Working data -
>>

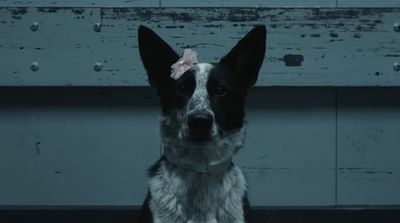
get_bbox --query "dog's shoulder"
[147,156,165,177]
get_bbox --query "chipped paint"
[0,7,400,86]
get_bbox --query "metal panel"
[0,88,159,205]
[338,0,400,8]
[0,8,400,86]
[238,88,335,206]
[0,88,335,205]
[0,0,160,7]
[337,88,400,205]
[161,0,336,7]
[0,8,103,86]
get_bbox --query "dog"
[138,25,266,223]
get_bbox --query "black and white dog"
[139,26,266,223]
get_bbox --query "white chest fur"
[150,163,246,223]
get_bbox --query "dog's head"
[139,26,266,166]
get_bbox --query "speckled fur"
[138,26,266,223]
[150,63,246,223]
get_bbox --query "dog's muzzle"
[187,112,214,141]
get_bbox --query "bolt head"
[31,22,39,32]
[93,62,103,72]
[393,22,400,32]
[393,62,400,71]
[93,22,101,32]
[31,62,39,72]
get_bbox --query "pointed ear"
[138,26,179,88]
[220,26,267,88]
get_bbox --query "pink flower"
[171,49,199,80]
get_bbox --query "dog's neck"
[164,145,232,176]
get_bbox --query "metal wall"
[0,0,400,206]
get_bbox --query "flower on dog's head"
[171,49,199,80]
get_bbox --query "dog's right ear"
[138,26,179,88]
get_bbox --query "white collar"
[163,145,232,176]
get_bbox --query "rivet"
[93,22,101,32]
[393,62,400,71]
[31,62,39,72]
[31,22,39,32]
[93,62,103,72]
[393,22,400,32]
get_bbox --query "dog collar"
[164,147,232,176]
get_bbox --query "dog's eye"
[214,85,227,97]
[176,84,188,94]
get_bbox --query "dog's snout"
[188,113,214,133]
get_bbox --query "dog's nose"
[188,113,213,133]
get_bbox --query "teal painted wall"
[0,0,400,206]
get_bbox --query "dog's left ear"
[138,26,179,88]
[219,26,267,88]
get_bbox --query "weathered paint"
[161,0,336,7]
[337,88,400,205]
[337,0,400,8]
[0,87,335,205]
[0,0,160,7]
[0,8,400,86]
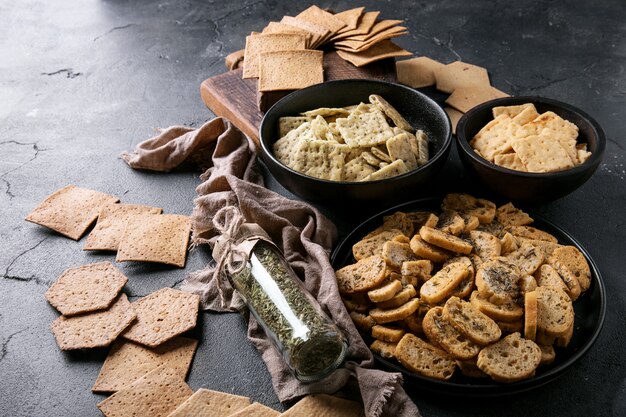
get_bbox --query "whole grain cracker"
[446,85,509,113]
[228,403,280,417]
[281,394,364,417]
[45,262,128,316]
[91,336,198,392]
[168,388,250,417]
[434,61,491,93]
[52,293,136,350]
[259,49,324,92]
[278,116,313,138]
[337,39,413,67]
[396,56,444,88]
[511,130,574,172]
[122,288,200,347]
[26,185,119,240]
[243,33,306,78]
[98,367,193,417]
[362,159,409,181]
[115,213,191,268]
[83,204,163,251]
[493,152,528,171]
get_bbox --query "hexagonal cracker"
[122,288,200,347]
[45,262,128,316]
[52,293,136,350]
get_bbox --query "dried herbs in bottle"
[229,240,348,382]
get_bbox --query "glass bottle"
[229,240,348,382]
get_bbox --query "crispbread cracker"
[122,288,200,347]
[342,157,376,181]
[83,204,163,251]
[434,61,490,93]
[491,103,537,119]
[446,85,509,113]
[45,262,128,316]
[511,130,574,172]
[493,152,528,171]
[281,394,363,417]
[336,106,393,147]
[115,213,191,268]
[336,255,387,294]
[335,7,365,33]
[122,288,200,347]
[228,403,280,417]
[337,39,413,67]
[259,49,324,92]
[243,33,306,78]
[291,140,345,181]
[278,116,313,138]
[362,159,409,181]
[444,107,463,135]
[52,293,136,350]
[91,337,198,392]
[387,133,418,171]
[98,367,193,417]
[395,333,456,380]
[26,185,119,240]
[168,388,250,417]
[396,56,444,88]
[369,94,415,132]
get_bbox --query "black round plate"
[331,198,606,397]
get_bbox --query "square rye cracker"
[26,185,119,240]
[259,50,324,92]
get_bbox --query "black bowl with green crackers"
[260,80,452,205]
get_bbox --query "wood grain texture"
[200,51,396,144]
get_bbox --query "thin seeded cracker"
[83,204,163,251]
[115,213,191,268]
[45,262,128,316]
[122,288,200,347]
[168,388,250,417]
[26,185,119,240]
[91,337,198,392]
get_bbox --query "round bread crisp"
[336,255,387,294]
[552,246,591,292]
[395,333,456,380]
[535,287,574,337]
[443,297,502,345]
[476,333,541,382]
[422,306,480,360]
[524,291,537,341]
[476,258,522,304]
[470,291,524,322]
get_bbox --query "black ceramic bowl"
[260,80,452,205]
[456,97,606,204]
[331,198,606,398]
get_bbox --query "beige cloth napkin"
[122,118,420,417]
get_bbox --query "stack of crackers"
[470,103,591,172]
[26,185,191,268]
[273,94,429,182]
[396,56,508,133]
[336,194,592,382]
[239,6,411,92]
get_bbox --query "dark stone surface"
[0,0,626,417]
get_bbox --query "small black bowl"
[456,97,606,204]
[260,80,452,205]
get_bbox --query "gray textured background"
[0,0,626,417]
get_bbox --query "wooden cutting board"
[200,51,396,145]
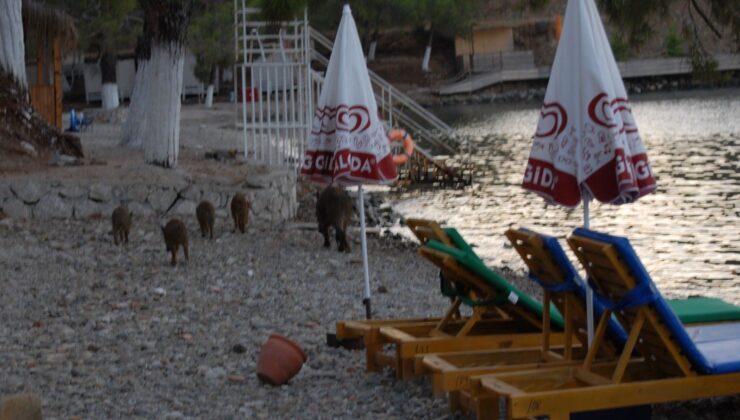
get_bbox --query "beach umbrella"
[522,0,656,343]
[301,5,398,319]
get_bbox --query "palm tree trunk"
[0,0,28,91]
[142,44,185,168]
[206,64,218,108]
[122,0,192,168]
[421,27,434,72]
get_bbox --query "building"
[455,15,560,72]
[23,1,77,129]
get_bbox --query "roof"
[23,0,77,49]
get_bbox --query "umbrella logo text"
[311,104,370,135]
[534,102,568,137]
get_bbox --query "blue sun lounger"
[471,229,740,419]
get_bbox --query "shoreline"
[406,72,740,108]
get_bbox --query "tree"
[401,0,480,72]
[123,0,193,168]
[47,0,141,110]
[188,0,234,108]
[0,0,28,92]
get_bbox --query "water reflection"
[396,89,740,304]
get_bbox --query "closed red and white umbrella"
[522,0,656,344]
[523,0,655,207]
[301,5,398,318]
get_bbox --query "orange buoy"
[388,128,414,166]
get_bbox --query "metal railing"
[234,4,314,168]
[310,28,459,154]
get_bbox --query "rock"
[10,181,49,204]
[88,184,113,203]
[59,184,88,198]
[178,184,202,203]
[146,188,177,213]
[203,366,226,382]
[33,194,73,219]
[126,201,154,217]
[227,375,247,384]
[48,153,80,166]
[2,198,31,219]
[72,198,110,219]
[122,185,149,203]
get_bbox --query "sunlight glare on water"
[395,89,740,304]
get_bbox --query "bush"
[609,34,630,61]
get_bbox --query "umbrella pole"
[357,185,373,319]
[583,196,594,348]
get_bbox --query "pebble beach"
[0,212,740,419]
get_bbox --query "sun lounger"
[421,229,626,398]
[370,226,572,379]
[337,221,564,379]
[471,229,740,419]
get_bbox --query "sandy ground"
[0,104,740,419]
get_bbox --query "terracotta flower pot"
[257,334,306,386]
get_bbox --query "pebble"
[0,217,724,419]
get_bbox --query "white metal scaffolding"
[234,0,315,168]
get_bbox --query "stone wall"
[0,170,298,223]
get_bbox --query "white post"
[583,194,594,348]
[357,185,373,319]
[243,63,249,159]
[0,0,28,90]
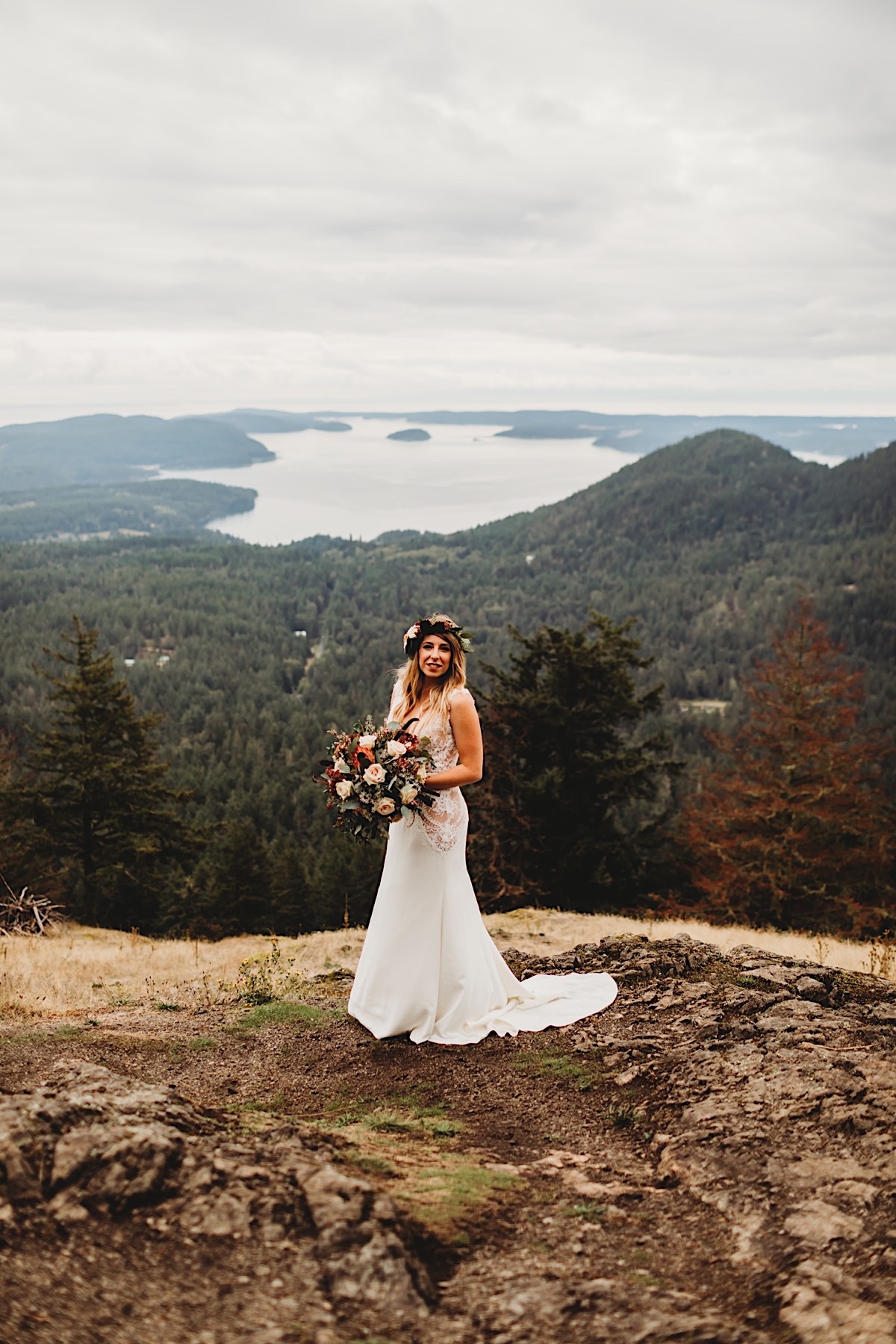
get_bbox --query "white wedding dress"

<<

Task directions - Pictures stay out; repeat all the rest of the records exactly.

In response -
get_bbox --query "dog's shoulder"
[147,156,165,177]
get_bbox --query "chipped paint"
[0,7,400,86]
get_bbox --query "metal panel"
[0,88,159,205]
[338,0,400,8]
[0,8,400,86]
[238,88,335,206]
[0,88,335,205]
[0,0,160,7]
[337,88,400,205]
[161,0,336,7]
[0,8,103,86]
get_bbox --query "dog"
[138,25,266,223]
get_bbox --query "black and white dog"
[139,26,266,223]
get_bbox --query "white chest fur"
[150,163,246,223]
get_bbox --query "dog's head"
[139,26,266,166]
get_bbox --query "speckled fur"
[138,26,266,223]
[150,63,246,223]
get_bbox --query "dog's muzzle"
[187,112,214,141]
get_bbox --query "bolt head"
[31,22,39,32]
[93,62,103,72]
[393,22,400,32]
[393,62,400,71]
[93,22,101,32]
[31,62,39,72]
get_bbox --query "pointed ear"
[138,26,179,88]
[220,26,267,88]
get_bbox --query "pink flower"
[171,49,199,80]
get_bbox --query "dog's neck"
[164,145,232,176]
get_bbox --query "metal wall"
[0,0,400,206]
get_bbox --query "flower on dog's head"
[171,49,199,80]
get_bbox --query "dog's right ear"
[138,26,179,88]
get_bbox --query "white collar"
[163,145,232,176]
get_bbox --query "rivet"
[93,22,101,32]
[393,62,400,71]
[31,62,39,72]
[31,22,39,32]
[93,62,103,72]
[393,22,400,32]
get_bbox --query "dog collar"
[164,147,232,176]
get_bbox --query "dog's eye"
[214,85,227,97]
[176,84,188,94]
get_bbox --query "dog's snout"
[188,113,214,133]
get_bbox --query "dog's nose"
[188,113,213,133]
get_bbox --query "teal painted wall"
[0,0,400,206]
get_bbox --query "dog's left ear"
[138,26,179,88]
[219,26,267,88]
get_bbox --query "weathered paint"
[161,0,336,7]
[337,88,400,205]
[337,0,400,8]
[0,87,335,205]
[0,0,160,7]
[0,8,400,86]
get_bbox --query "whole grain cracker"
[446,85,509,113]
[228,403,280,417]
[281,394,364,417]
[45,262,128,316]
[91,336,198,392]
[168,388,250,417]
[434,61,491,93]
[52,293,136,350]
[259,49,324,92]
[278,116,313,138]
[337,39,413,67]
[396,56,444,88]
[511,130,574,172]
[122,288,200,347]
[26,185,119,240]
[243,33,306,78]
[98,367,193,417]
[362,159,409,181]
[115,213,191,268]
[83,204,163,251]
[493,152,528,171]
get_bbox --query "hexagonal cracker"
[122,288,200,347]
[45,262,128,316]
[52,293,136,350]
get_bbox --query "dried herbs in bottle"
[229,240,348,382]
get_bbox --query "glass bottle"
[229,240,348,382]
get_bbox --query "crispbread cracker"
[122,288,200,347]
[342,157,376,181]
[83,204,163,251]
[434,61,490,93]
[491,103,537,119]
[446,85,509,113]
[45,262,128,316]
[511,130,574,172]
[493,152,528,171]
[281,394,363,417]
[336,106,393,147]
[115,213,191,268]
[336,255,387,294]
[335,7,365,33]
[122,288,200,347]
[228,403,280,417]
[337,39,413,67]
[259,49,324,92]
[243,33,306,78]
[291,140,345,181]
[278,116,313,138]
[362,159,409,181]
[444,107,463,135]
[52,293,136,350]
[91,337,198,392]
[387,133,418,171]
[98,367,193,417]
[395,333,456,380]
[26,185,119,240]
[168,388,250,417]
[396,56,444,88]
[369,94,415,132]
get_bbox --query "black round plate"
[331,198,606,397]
get_bbox --query "square rye cracker"
[26,185,119,240]
[259,50,324,92]
get_bbox --query "black bowl with green crackers"
[260,80,452,205]
get_bbox --query "wood grain texture"
[200,51,396,144]
get_bbox --query "thin seeded cracker"
[83,204,163,251]
[115,213,191,268]
[45,262,128,316]
[122,288,200,347]
[168,388,250,417]
[26,185,119,240]
[91,337,198,392]
get_bbox --query "round bread crisp"
[336,255,387,294]
[552,246,591,292]
[395,333,456,380]
[535,287,574,337]
[443,297,502,345]
[476,333,541,382]
[422,306,480,360]
[524,291,537,341]
[476,258,522,304]
[470,291,524,322]
get_bbox --query "black ceramic bowl"
[260,80,452,205]
[456,97,606,204]
[331,198,606,398]
get_bbox --query "beige cloth napkin"
[122,118,420,417]
get_bbox --query "stack of crackers"
[470,103,591,172]
[26,185,191,268]
[273,94,429,182]
[396,56,508,133]
[336,194,592,382]
[239,6,411,92]
get_bbox --query "dark stone surface"
[0,0,626,417]
get_bbox --query "small black bowl"
[456,97,606,204]
[260,80,452,205]
get_bbox --query "gray textured background"
[0,0,626,417]
get_bbox --query "wooden cutting board"
[200,51,396,145]
get_bbox --query "beach umbrella"
[522,0,656,343]
[301,5,398,319]
get_bbox --query "palm tree trunk"
[0,0,28,91]
[142,44,185,168]
[206,64,218,108]
[122,0,192,168]
[421,27,434,72]
get_bbox --query "building"
[455,15,560,72]
[23,1,77,129]
get_bbox --query "roof"
[23,0,77,49]
get_bbox --query "umbrella logo text"
[311,104,370,135]
[534,102,568,137]
get_bbox --query "blue sun lounger"
[471,229,740,419]
get_bbox --query "shoreline"
[406,72,740,108]
get_bbox --query "tree"
[401,0,480,72]
[123,0,193,168]
[47,0,141,110]
[188,0,234,108]
[0,0,28,92]
get_bbox --query "water reflection"
[396,89,740,304]
get_bbox --query "closed red and white umbrella"
[522,0,656,344]
[523,0,655,207]
[301,5,398,318]
get_bbox --query "orange buoy"
[388,128,414,166]
get_bbox --query "metal railing"
[234,4,314,168]
[310,28,459,154]
get_bbox --query "rock"
[10,181,49,204]
[88,184,113,203]
[59,184,88,198]
[178,184,202,203]
[146,188,177,213]
[203,366,226,382]
[33,194,73,219]
[126,201,154,217]
[227,375,247,384]
[48,153,80,166]
[2,198,31,219]
[72,198,110,219]
[122,185,149,203]
get_bbox --query "sunlight glare on water"
[395,89,740,304]
get_bbox --query "bush"
[609,34,630,61]
get_bbox --query "umbrella pole"
[357,185,373,319]
[583,196,594,348]
get_bbox --query "pebble beach"
[0,212,740,419]
get_bbox --query "sun lounger"
[421,229,626,398]
[370,226,572,379]
[337,221,564,379]
[471,229,740,419]
get_bbox --query "sandy ground"
[0,104,740,419]
get_bbox --query "terracotta flower pot"
[257,334,306,386]
get_bbox --query "pebble"
[0,217,724,419]
get_bbox --query "white metal scaffolding"
[234,0,315,168]
get_bbox --query "stone wall"
[0,170,298,223]
get_bbox --query "white post"
[583,194,594,348]
[357,185,373,319]
[243,63,249,159]
[0,0,28,90]
get_bbox --query "white wedding dress"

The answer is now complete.